Pandemic exacerbated drug overdoses: Preliminary San Francisco data from last year and 2020 indicates just how much isolation and distancing affected the risks of drug overdose. The city averaged about 64 overdoses per month from March 2020 to February 2021, when the most restrictive stay-at-home rules were in place. Then, from March to December 2021, that number dropped to 51. Overall, 650 people died of accidental drug overdoses in San Francisco for 2021. That’s about 60 fewer than in 2020, when overdose deaths spiked across the U.S. as lockdowns isolated people and disrupted services related to substance abuse. It’s not yet clear if the modest decline in deaths is proof that San Francisco’s various anti-drug programs are making a dent. Read the story here.
Tests are available again: The long lines outside testing sites have shortened. Appointments have opened up. Results are coming back faster. The winter coronavirus testing crisis is over. The omicron surge peaked in early January just at the moment when people needed coronavirus tests the most, and that’s when stores emptied of home test kits and appointments for PCR tests were hard to come by. Read what how the situation now has changed.

Assignment 1:
Answer these questions using the news briefs:
(a) About how many overdoses per month did San Francisco average from March 2020 to February 2021?
(b) How many people died of accidental drug overdoses in San Francisco in 2021?
(c) When did the omicron surge peak?
Assignment 2: Reproduce the news briefs word for word, everything from "Tests are available" down to "now has changed.".
The entries that come next are drawn from a separate source.

(Saved entries)
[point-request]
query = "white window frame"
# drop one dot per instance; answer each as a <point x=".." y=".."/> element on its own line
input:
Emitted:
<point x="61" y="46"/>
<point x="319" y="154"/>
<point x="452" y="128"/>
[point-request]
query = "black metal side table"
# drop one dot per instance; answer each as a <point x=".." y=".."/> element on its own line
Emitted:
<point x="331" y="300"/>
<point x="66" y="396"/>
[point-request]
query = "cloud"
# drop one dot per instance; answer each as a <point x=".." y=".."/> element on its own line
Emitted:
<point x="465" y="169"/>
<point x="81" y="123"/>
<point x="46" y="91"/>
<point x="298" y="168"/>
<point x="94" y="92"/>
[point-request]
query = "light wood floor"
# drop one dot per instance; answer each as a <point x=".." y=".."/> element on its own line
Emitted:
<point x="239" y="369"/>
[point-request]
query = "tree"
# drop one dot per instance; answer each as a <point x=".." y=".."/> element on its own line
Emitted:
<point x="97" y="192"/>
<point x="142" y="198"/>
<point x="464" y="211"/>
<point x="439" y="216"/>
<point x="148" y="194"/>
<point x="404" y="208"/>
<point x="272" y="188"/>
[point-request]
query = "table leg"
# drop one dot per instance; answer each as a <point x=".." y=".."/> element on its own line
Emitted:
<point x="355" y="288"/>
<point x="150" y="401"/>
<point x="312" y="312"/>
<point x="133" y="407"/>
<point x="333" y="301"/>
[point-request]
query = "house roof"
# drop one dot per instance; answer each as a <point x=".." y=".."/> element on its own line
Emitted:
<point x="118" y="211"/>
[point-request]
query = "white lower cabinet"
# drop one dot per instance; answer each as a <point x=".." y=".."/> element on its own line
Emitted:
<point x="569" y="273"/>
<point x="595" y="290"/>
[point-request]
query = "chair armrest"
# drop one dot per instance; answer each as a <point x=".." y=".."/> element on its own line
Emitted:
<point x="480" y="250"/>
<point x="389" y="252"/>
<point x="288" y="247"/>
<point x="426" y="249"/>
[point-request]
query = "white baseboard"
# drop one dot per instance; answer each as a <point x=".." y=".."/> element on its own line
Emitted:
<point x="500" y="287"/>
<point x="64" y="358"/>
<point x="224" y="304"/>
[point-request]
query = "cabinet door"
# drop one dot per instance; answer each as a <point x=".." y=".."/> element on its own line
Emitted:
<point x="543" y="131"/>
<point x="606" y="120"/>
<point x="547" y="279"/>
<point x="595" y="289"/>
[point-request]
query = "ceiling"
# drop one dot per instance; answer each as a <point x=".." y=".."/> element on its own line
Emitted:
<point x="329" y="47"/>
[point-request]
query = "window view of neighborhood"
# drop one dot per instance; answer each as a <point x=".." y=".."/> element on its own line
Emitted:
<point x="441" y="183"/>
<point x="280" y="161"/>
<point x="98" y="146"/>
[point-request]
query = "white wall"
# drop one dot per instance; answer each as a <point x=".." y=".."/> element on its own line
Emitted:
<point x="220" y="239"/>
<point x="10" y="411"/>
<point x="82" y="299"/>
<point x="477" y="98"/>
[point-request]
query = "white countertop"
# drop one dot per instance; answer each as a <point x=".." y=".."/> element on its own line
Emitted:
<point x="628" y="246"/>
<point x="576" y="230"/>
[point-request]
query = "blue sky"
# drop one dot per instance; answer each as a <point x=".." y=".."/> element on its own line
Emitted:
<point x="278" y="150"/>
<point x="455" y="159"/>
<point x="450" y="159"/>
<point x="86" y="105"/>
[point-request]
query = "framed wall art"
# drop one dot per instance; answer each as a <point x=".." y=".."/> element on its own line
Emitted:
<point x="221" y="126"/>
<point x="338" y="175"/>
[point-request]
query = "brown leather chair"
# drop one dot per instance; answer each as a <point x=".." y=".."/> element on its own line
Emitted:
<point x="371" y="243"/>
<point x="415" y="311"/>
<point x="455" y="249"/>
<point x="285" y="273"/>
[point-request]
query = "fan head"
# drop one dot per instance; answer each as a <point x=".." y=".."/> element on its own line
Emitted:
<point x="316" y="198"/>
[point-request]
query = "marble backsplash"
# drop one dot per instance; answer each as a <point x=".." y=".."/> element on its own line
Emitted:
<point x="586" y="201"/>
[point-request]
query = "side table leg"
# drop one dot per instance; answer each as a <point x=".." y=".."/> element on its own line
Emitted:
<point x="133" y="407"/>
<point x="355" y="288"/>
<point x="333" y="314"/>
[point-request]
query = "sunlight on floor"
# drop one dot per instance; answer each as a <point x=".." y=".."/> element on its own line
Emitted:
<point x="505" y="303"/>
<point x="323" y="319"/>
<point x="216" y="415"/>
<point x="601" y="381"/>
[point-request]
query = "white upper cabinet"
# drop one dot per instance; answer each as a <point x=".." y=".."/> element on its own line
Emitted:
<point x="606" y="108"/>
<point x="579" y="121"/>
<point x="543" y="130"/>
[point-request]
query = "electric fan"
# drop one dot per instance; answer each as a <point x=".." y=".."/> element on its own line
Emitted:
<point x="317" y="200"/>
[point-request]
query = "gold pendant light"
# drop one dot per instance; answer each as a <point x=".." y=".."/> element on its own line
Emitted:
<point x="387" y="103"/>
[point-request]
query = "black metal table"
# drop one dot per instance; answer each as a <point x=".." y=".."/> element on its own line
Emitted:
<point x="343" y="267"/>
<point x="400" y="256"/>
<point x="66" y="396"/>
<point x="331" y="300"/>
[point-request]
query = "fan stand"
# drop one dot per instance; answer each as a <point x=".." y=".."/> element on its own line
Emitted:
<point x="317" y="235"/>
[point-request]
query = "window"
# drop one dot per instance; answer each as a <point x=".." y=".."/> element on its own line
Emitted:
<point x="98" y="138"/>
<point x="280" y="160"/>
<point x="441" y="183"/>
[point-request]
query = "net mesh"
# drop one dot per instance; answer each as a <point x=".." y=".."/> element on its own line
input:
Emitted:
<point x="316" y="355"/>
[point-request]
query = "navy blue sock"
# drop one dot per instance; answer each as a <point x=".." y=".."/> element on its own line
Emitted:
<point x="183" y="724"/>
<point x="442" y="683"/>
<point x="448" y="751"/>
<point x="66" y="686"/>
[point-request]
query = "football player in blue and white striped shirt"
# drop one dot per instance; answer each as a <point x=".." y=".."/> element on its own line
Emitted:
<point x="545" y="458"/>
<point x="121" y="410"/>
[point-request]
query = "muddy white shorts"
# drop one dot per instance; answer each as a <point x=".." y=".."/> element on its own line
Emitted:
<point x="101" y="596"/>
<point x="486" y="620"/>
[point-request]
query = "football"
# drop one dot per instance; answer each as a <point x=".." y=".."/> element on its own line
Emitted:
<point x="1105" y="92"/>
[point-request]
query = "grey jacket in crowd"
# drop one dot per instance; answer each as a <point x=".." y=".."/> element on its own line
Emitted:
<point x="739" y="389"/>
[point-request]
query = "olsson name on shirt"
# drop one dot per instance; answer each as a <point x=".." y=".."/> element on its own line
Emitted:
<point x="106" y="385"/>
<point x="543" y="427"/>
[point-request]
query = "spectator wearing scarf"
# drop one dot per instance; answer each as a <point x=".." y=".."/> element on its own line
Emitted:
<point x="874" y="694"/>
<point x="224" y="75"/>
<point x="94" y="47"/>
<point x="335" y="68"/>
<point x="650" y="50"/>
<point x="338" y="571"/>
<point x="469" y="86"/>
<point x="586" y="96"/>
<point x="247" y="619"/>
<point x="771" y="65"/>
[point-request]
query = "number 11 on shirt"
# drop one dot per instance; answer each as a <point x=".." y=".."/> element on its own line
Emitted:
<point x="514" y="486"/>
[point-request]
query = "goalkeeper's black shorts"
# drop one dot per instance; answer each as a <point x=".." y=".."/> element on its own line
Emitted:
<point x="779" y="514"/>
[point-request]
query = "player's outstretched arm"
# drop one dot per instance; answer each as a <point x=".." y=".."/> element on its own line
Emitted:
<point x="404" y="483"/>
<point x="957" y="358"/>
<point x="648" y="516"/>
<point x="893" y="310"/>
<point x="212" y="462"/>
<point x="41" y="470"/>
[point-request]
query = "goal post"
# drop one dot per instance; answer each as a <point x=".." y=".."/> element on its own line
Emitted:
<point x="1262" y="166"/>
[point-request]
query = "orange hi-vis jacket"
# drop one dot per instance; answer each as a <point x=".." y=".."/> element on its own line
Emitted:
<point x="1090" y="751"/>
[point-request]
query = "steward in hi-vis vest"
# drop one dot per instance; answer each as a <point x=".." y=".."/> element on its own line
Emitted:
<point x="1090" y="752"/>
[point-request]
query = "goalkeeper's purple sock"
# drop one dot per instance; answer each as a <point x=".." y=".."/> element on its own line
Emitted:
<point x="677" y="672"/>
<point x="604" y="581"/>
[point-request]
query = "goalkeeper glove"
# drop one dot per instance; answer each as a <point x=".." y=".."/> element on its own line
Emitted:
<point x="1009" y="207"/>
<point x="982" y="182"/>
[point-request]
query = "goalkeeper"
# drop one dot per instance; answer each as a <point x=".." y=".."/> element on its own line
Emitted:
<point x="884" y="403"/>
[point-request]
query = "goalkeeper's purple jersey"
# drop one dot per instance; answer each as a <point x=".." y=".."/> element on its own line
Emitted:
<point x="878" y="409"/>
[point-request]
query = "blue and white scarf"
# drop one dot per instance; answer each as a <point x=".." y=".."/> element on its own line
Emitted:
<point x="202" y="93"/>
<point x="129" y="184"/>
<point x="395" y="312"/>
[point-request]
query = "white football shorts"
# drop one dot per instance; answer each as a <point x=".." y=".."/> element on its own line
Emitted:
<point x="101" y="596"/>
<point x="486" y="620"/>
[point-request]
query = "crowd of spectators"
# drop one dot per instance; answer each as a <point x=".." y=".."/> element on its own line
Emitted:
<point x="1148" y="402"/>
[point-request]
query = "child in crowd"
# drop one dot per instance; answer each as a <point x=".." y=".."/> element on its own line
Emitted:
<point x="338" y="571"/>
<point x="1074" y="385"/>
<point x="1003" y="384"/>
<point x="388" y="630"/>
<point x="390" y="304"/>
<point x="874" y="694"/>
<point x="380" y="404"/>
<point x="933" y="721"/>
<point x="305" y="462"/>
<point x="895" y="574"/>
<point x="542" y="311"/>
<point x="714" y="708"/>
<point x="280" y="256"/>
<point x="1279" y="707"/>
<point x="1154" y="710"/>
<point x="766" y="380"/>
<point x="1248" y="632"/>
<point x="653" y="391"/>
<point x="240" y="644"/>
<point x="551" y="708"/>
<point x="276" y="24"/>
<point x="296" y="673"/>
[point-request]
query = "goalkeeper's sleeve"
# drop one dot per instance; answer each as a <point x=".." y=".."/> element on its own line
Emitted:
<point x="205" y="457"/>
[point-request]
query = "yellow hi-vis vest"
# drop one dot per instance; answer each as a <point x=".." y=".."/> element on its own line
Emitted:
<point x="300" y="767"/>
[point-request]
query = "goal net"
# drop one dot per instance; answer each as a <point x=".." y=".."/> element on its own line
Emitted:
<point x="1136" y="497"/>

Task response 1:
(a) About 64
(b) 650
(c) Early January

Task response 2:
Tests are available again: The long lines outside testing sites have shortened. Appointments have opened up. Results are coming back faster. The winter coronavirus testing crisis is over. The omicron surge peaked in early January just at the moment when people needed coronavirus tests the most, and that’s when stores emptied of home test kits and appointments for PCR tests were hard to come by. Read what how the situation now has changed.